# Excerpted text start

Description

In this challenge you’re given the Vigenère encryption of a long string consisting of concatenated English words. The goal is to recover the secret key.

Solution

The key in this challenge is the knowledge about the plaintext to consist of english words. This results in an inhomogenous distribution of the letters in the plaintext, as letters aren’t equally distributed in english language.

We can look up a general distribution of letters in the english language:

'A': 8.167, 'B': 1.492, 'C': 2.782, 'D': 4.253, 'E': 12.702,
'F': 2.228, 'G': 2.015, 'H': 6.094, 'I': 6.966, 'J': 0.153,
'K': 0.772, 'L': 4.025, 'M': 2.406, 'N': 6.749, 'O': 7.507,
'P': 1.929, 'Q': 0.095, 'R': 5.987, 'S': 6.327, 'T': 9.056,
'U': 2.758, 'V': 0.978, 'W': 2.360, 'X': 0.150, 'Y': 1.974,
'Z': 0.074

Obviously E appears way more often than Z e.g.

A fast and cheap approach would include only using the numbers of E as a measure of equality to the english language and hence to the plaintext distribution, but there is the chance, that E is actually not the most frequent character and e.g. T is. This would result in doing mistakes at some indices of the key.

Vigenere

The Vigenere Chiffre is like the Ceasar chiffre only a shift of the characters, but in this case the text is splitted into blocks of the lengths of the key and each index in these blocks is shifted by a different value, but by the same for the same index through all blocks. This gives us keylength different ceasar chiffre encryptions, that need to be decrypted. In theory to iterate through all possible decryptions we end up with \(26^\text{keylength}\) but we get an advantage, cause we found a way to measure which of these 26 possible ceasar shifts is the most likely.

Keylength

In this case the keylength is assumed to be less than 50, but not known. Note that this method only works, as the ciphertext is way longer than the keylength and hence we can iterate for each index or position of the key enough characters to have a representative distribution.

So how do we find the keylength now? While there are much faster approaches like only using E’s frequency as described above or searching for specific sequences in the ciphertext, that are appearing several times and could correspond to repeating sequences like ‘ing’ in the plaintext, these approaches are more vulnerable to mistakes, as these sequence could appear in the ciphertext randomly without the plaintext being ‘ing’.

So we just iterate through all possible keylengths and return the one, that includes after shifting each position “best possible” a distribution as close as possible to the english one.

# Excerpted text end
# Stored records start

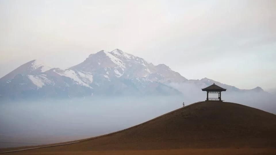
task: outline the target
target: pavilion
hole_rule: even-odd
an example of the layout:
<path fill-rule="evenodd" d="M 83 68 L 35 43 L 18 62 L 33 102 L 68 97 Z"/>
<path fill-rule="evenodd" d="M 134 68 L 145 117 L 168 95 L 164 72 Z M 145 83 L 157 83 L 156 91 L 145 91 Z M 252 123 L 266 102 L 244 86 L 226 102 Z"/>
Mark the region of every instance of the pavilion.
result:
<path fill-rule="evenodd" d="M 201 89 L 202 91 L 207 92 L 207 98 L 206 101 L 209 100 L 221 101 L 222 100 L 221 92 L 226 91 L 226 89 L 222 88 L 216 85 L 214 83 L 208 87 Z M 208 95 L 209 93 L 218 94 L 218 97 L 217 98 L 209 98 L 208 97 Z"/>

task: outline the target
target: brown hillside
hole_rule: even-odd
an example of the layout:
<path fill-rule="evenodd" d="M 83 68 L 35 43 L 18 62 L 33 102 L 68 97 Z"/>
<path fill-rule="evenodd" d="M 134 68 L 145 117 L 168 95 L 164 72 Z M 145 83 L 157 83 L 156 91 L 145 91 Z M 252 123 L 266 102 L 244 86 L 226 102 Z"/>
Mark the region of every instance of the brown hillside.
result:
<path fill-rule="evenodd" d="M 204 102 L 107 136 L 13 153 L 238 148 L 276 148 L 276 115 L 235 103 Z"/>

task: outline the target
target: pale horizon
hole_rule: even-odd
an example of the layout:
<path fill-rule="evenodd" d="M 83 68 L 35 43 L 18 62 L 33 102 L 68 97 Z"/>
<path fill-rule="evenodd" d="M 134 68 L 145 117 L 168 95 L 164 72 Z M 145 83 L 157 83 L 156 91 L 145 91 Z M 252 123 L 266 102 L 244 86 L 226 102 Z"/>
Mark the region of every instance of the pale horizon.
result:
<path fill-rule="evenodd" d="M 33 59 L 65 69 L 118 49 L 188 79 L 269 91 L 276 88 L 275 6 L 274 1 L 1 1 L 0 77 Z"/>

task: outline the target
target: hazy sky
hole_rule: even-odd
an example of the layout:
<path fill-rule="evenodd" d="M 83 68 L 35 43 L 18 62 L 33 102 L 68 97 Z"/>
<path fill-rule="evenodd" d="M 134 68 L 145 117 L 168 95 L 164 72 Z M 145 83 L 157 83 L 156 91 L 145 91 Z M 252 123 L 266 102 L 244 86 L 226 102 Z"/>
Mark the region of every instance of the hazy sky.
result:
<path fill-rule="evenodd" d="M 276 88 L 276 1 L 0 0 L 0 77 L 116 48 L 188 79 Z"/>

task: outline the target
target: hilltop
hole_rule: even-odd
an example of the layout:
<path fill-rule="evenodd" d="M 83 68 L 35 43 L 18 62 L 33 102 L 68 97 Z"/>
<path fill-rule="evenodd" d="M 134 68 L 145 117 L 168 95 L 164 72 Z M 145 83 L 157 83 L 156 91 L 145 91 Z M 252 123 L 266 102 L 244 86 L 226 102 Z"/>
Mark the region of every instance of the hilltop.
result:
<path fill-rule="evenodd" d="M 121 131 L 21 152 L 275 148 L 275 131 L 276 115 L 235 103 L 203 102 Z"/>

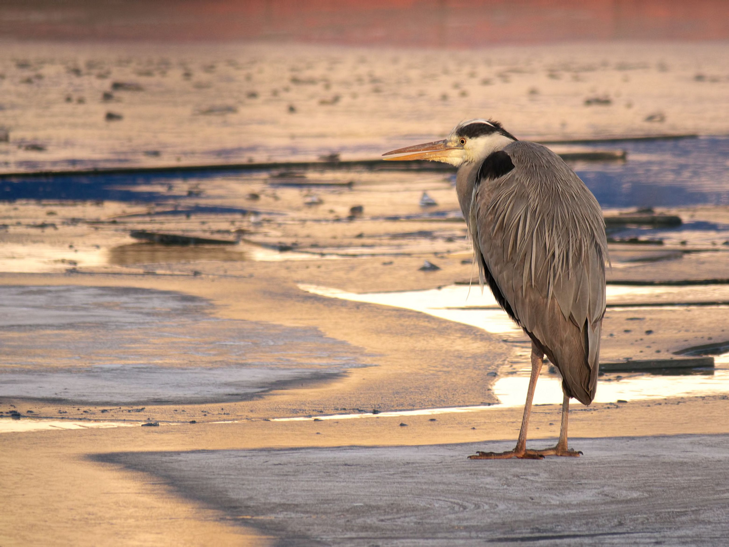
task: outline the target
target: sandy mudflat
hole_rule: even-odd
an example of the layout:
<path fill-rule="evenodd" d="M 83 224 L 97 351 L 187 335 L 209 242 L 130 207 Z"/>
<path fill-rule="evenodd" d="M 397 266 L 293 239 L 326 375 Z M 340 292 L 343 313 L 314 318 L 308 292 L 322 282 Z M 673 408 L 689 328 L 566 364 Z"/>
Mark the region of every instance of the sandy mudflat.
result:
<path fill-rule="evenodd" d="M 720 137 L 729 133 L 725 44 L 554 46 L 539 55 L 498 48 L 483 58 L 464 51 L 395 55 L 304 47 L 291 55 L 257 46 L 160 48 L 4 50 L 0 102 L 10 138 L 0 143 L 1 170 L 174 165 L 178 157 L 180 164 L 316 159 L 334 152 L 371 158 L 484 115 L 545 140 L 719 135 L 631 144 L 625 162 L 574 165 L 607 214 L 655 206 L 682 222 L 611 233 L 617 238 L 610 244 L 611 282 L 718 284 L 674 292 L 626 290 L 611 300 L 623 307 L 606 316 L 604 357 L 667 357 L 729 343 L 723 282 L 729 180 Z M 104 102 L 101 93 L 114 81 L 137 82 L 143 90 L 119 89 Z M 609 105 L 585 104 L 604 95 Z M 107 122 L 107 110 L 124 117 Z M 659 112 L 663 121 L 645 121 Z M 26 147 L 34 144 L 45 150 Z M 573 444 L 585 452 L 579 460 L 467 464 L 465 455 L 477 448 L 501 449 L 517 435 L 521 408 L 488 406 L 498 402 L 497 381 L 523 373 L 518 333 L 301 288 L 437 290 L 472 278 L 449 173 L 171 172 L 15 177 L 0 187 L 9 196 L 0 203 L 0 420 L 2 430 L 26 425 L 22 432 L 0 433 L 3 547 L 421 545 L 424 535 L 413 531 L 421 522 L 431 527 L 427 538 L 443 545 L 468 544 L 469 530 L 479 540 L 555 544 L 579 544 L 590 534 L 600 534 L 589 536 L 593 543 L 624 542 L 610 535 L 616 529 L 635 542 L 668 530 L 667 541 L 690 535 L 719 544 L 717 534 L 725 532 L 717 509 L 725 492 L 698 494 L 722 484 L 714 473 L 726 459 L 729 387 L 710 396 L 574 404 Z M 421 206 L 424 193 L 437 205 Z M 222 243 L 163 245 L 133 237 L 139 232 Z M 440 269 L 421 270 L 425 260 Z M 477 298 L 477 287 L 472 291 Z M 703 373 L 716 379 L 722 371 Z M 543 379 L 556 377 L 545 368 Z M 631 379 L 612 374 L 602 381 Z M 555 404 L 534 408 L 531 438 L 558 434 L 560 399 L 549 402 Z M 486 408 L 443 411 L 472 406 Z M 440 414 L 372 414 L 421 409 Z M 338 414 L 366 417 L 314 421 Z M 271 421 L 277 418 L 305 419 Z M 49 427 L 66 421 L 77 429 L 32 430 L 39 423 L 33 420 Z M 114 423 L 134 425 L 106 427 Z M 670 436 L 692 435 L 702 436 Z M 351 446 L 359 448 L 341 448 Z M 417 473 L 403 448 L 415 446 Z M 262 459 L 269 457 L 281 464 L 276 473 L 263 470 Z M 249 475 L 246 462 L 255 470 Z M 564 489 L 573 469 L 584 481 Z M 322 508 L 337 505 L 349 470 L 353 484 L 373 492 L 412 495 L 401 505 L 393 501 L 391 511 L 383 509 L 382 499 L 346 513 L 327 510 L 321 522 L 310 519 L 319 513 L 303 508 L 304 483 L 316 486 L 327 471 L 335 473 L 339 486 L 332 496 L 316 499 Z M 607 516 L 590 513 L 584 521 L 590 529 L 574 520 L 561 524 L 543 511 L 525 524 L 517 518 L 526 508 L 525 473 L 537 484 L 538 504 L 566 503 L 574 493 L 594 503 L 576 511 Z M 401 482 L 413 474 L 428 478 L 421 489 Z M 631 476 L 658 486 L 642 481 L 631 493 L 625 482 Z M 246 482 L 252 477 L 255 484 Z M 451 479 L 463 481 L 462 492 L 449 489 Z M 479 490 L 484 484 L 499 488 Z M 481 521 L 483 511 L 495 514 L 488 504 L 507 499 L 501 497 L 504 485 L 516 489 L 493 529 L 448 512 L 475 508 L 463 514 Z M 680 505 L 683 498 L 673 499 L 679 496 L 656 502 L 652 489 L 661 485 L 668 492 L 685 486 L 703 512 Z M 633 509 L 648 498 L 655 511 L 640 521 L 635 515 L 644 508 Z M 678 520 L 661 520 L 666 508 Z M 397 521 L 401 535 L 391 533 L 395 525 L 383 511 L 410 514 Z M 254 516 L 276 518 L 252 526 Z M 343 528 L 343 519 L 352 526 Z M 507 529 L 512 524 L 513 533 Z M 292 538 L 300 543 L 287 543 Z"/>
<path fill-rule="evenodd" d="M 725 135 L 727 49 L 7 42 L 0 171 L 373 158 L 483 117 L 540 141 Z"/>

# Stored records end

:: Job A ::
Transcribe the Vigenère write-up between "Obviously E appears" and "of the key.", inclusive.
:: Job B ::
Pick up the Vigenère write-up where it stops and keep writing it.
The items are separate material with no connection to the Vigenère write-up.

:: Exercise response A ::
Obviously E appears way more often than Z e.g.

A fast and cheap approach would include only using the numbers of E as a measure of equality to the english language and hence to the plaintext distribution, but there is the chance, that E is actually not the most frequent character and e.g. T is. This would result in doing mistakes at some indices of the key.

:: Exercise response B ::
Another small note is, that if we didn’t have such an upper bound on the keylength, or the keylength was let’s say 10, just taking the lowest avg chi-squared wouldn’t work. Obviously multiples of the key cannot make the test statistic worse, as in worst case they can use the original key repeated several times. So they are more flexible but have at least the same test-statistic. So mutliples of the real keylength will have a smaller statistic and selecting them would not result in the correct decryption. In this case this problem didn’t appear, as there are no mutliples of 37 (which is in this task the keylength) below 50.

Difference between current distribution and english language letter distribution

To compute the difference between two discrete distributions, there are many different metrices. Only considering the E as described above can be seen as only comparing the distributions peaks, which obviously doesn’t compare them very well, as only a fraction of their information is used.

Other well known metrices are KL-divergence, Shannon divergence or chi-squared. The first two unfortunately don’t behave very well when there are 0 entries, as they use log and hence the statistic evaluates to infitiny. So if e.g. Z doesn’t appear at all in our distribution the statistic concludes that both distributions can’t be “similar”. This could be solved through adding a small positive frequency offset to all frequencies ( and normalize again), but this still gives rare events a big influence or hat-value. Hence I decided to use the chi squared test statistic to compare the distributions. If the statistic is small and close to 0 this means, that both distributions are fairly close to each other and we might have chosen the correct shift (key character) for this position.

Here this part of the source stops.